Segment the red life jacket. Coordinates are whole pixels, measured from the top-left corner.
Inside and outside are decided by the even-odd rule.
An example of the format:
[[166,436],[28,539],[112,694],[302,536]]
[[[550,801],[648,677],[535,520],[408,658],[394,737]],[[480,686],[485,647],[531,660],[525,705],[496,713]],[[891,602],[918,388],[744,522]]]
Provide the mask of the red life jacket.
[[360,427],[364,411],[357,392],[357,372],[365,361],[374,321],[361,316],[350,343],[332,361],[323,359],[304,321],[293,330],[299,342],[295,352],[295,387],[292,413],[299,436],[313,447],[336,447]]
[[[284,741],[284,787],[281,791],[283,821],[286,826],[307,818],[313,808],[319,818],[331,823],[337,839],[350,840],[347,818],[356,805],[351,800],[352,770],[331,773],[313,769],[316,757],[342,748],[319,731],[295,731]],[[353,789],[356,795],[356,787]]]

## [Set task]
Pull out each line of the data above that contains the word "life".

## [Task solution]
Segment the red life jacket. Coordinates are whole pixels, measured from the top-left corner.
Provide the mask of the red life jacket.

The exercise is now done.